- SET PROBLEM: Please copy the listing between the lines holding "Locate the ripening" and "pixel 245 175", inclusive, swapping "olive" for "cherry" and leaving everything else unchanged.

━━ DATA TO PROCESS

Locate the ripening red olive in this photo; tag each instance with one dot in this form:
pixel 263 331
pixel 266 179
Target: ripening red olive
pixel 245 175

━━━━
━━ DATA TO PROCESS

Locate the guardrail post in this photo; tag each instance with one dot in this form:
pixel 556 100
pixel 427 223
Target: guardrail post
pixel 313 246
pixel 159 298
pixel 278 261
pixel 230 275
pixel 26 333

━━━━

- ANSWER BELOW:
Locate the ripening red cherry in this photo; tag each instance with one dot in this form:
pixel 263 331
pixel 266 179
Target: ripening red cherry
pixel 245 175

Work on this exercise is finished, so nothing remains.